▶ _TRECHO PARA LEITURA_
- - - - - - -

Coluna sorrindo o leite derramado
Prezado colega.
Essa carta não vai pra ninguém em especial. Talvez tenhamos estudado juntos, ou frequentado a universidade ao mesmo tempo… Talvez tenhamos nos esbarrado na época da residência… Talvez tenhamos nos encontrado num desses plantões intermináveis que nossa profissão nos impõe.
É amigo (posso chamar-lhe assim?), a gente não imaginava nunca que nossa geração fosse enfrentar uma pandemia, né? Eu me lembro de minha mãe contando sobre a “Espanhola” … Que foi um terror e que até um presidente morreu… mas nossa galera sofreu NESSA pandemia! Quantas vezes você teve que entubar um paciente? Quantas vezes assinar um atestado de óbito? Os plantões nunca foram tão dramáticos! Quantas vezes você entrou no quarto e viu um colega chorando?
E o medo de voltar pra casa e levar o desgraçado do vírus com você? Ah, quantos não preferiram se separar das famílias? Um amigo meu morou três meses no consultório!
Que vontade de parar pra descansar! Mas como? E os outros? Todo mundo se matando e você ia fazer corpo mole? Sem chance!
E quando você soube do primeiro colega que morreu? O que você sentiu? Era como estar numa guerra! E, literalmente, estávamos vendo morrer e morrendo…
Sim, quem esteve na linha de frente, nesse desespero todo, não fica muito apegado às pesquisas. Quase todo mundo receitou remédios… Mesmo sabendo que era estranho que um vírus sucumbisse a antibióticos, remédios de verme ou de malária… Era uma esperança! E as famílias pediam! Elas queriam sentir que fazíamos o máximo! (Eu escapei desse dilema, pois no primeiro ano não atuei, ficando em casa por recomendação médica – só voltei vacinado…).

- - - - - - -

[Itens armazenados]
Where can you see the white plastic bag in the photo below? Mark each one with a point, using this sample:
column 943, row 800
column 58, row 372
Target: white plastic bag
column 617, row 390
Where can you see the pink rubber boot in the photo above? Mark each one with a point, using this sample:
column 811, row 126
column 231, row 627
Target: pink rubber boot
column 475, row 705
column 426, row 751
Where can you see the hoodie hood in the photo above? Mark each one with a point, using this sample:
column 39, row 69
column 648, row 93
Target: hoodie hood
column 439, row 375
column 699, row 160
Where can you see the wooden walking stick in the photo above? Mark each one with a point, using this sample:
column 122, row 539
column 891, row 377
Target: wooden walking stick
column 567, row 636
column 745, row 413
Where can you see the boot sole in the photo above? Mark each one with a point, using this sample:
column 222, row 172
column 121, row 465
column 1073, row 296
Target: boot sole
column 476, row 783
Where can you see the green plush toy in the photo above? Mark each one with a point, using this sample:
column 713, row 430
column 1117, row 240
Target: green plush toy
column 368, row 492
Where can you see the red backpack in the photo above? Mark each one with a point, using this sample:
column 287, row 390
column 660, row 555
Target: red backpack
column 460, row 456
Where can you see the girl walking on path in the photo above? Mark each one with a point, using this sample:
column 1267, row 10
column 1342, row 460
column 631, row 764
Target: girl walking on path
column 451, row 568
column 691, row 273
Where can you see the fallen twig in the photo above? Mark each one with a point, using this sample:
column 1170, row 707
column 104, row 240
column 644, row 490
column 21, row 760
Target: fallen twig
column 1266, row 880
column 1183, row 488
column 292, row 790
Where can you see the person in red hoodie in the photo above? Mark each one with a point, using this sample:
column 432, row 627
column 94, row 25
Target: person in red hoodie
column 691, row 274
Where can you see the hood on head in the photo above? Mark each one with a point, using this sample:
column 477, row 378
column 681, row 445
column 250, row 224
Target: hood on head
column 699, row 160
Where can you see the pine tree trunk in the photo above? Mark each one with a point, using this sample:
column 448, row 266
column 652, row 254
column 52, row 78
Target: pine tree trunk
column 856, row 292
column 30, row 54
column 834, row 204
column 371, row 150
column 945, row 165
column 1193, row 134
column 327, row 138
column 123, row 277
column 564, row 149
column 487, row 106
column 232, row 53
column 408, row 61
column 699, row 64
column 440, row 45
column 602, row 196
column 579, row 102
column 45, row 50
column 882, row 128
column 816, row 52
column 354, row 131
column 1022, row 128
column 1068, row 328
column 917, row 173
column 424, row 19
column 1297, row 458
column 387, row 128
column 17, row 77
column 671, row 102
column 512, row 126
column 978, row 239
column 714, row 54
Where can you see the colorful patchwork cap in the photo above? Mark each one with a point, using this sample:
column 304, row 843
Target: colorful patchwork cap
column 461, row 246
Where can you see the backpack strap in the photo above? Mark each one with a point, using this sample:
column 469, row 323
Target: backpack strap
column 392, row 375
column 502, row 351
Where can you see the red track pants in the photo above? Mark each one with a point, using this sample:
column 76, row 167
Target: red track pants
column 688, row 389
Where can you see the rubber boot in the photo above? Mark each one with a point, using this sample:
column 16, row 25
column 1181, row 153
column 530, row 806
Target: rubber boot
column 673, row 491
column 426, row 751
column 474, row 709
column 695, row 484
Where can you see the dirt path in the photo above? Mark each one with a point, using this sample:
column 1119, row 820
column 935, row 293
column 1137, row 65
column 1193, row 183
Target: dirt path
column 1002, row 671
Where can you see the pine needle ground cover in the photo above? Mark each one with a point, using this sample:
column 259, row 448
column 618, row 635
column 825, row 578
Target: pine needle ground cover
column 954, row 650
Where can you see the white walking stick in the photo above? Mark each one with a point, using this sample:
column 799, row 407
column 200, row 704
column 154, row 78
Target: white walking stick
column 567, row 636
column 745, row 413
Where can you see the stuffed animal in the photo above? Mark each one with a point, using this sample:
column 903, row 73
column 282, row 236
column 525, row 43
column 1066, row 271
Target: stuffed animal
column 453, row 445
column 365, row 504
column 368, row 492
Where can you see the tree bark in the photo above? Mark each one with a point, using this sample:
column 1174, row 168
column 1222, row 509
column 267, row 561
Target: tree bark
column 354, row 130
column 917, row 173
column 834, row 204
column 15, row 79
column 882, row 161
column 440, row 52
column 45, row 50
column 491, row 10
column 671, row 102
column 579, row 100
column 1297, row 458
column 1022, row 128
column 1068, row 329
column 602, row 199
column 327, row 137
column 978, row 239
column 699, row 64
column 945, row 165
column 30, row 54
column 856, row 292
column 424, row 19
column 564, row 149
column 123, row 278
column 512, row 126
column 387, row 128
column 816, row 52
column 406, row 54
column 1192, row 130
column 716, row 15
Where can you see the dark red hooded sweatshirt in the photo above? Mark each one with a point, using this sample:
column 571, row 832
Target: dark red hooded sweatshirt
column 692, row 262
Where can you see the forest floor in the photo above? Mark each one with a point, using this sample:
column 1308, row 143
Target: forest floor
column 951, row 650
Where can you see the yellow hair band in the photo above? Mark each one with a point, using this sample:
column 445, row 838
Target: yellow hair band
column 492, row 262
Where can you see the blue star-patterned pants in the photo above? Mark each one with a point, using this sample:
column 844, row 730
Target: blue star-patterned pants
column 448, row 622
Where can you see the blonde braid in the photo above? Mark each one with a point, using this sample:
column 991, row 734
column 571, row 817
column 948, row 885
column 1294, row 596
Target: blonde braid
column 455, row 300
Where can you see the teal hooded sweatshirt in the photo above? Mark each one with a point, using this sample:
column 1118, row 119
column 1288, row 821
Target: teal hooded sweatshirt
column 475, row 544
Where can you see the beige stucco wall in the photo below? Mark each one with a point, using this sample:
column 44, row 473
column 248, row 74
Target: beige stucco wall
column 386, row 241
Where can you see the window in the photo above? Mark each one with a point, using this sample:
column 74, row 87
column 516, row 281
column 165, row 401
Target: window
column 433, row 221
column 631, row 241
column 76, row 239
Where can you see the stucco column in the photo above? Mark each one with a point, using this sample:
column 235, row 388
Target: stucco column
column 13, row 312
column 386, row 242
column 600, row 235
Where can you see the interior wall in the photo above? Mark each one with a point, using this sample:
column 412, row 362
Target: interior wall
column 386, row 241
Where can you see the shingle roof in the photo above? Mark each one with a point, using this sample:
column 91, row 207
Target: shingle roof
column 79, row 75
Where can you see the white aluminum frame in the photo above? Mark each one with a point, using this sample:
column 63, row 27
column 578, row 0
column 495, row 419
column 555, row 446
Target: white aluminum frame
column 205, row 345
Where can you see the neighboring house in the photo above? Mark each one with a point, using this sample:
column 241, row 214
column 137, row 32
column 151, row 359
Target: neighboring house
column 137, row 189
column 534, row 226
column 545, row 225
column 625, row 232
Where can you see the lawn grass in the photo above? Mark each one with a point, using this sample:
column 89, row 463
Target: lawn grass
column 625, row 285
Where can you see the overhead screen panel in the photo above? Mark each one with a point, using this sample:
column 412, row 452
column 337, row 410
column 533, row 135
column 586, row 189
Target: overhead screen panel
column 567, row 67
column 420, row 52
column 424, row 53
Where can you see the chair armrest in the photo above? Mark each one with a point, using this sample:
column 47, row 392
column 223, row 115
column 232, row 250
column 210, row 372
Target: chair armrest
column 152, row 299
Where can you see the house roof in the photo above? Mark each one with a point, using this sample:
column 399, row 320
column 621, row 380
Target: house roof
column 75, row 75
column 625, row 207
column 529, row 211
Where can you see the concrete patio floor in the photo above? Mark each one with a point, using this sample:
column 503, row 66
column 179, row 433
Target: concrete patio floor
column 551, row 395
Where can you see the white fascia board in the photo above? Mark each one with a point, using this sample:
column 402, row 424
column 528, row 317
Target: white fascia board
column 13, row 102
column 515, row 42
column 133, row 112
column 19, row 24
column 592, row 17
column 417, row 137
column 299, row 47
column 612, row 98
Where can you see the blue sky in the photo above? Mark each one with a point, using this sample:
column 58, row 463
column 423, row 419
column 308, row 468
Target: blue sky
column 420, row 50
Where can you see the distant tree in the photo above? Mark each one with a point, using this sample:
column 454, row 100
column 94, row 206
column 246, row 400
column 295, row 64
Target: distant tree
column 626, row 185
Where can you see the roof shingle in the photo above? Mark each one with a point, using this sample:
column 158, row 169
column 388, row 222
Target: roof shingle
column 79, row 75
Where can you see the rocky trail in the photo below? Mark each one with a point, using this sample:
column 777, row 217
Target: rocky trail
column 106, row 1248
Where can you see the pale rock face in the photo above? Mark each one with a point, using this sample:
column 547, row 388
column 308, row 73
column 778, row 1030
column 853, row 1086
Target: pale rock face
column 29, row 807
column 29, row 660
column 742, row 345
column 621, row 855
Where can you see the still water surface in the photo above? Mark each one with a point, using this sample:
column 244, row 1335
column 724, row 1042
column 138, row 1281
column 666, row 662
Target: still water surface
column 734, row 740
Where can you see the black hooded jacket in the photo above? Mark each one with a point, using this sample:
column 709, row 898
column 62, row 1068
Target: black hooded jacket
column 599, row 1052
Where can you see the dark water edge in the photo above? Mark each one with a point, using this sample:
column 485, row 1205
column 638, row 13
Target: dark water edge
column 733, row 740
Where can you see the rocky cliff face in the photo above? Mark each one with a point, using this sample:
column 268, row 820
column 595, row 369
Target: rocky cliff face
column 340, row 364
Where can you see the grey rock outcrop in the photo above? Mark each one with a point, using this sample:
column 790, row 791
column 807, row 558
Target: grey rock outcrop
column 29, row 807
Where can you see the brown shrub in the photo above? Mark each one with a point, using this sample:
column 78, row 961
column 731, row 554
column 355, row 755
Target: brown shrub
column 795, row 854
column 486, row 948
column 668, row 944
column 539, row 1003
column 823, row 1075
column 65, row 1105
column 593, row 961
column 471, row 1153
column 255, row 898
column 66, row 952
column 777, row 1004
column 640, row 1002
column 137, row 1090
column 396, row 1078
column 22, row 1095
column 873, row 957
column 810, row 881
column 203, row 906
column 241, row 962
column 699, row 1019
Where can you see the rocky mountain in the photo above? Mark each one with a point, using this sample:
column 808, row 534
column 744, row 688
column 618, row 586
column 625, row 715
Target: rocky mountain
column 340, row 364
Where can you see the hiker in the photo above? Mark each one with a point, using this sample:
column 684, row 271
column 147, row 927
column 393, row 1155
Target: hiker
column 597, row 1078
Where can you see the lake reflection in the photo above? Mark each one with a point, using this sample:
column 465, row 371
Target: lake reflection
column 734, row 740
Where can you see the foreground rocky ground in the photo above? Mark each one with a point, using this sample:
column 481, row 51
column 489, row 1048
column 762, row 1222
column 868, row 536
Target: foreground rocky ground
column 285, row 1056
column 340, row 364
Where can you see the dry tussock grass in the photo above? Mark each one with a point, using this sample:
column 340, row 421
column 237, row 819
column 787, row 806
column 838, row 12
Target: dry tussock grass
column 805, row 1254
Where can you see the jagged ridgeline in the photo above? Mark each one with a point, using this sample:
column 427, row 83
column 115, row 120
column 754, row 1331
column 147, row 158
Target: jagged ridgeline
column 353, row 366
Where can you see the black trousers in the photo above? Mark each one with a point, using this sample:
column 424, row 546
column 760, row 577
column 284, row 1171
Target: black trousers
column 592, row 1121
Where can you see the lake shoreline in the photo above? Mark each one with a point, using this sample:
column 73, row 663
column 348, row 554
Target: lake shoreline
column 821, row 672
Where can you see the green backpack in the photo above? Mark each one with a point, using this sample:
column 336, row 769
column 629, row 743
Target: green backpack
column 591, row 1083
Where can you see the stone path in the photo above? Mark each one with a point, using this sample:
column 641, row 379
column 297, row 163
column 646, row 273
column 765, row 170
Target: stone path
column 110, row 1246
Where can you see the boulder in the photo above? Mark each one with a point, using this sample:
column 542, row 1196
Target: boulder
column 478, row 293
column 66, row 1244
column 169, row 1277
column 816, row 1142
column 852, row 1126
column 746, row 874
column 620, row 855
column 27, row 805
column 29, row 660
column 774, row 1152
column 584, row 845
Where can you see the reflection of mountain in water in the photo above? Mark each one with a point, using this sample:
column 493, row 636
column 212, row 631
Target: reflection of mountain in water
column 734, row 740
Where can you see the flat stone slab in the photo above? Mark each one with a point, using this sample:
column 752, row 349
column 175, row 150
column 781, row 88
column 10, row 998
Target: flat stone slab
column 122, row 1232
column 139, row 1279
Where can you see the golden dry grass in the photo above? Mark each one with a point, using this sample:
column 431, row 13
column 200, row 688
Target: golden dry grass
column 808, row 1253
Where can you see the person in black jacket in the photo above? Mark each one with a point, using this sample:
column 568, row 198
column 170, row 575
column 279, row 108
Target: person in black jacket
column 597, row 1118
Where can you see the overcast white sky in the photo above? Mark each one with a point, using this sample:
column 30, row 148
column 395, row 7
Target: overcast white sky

- - - - - - -

▶ _PROBLEMAS A RESOLVER_
[1] Indique se cada afirmação abaixo está de acordo com a carta sobre a pandemia, respondendo sim ou não e citando literalmente as palavras da carta que decidem a questão. (a) A carta é dirigida a um colega específico. (b) Um amigo de quem escreve morou três meses no consultório. (c) Quem escreve atuou na linha de frente durante o primeiro ano da pandemia.
[2] Dê sequência à carta sobre a pandemia, escrevendo o trecho que vem logo depois da última frase apresentada.
Os registros não têm nenhum papel nesta atividade.

▶ _RESPOSTAS EM ORDEM_
[1]
(a) Não: "Essa carta não vai pra ninguém em especial."
(b) Sim: "Um amigo meu morou três meses no consultório!"
(c) Não: "pois no primeiro ano não atuei, ficando em casa por recomendação médica"

[2]
Sim amigo, eram soldados na linha de frente! Mas para isso existem os comandantes, não? Para traçar estratégias e conduzir as tropas na direção certa…
E esses comandantes falharam absurdamente!
Fizeram cara de paisagem e disseram que as tropas sabiam para onde ir! Alegaram autonomia! Mesmo quando, no mundo inteiro, os cientistas e autoridades sanitárias já haviam condenado o uso de medicações ineficazes.
O mais triste, amigo, é que alguns de nossos colegas adoraram continuar prescrevendo aquelas drogas!
E a população, iludida com uma falsa proteção, se expôs mais ao vírus e adoeceu mais… E morreu mais!
É amigo! Não adianta tapar o sol com a peneira!
Nossas entidades têm uma enorme dívida moral a pagar! Uma dívida histórica!
Nossos comandantes deram as mãos a uma política de extermínio em massa. Que abraçava a falsa tese da imunidade de rebanho. Aliás abraçava, no fundo, a tese do “Salvem a economia!”.
A pandemia ainda não foi embora! Eu mesmo estou escrevendo aqui de casa, pois contraí o vírus de um paciente… mas a vacinação em massa já começa a mostrar sua força.
Em breve a Pandemia de Covid 19 vai ser uma página na história da humanidade… E nós temos que ter a coragem de fazer uma contabilidade moral desse triste episódio.
Afinal amigo, de que lado estamos?
Do lado do povo brasileiro, do lado do SUS, do lado do PNI… Ou estamos do lado de um político irresponsável que vai entrar para história como um criminoso perverso que ajudou um vírus letal a colher mais de 600.000 vidas?
A minha opção é clara e cristalina!
Espero tê-lo ao meu lado!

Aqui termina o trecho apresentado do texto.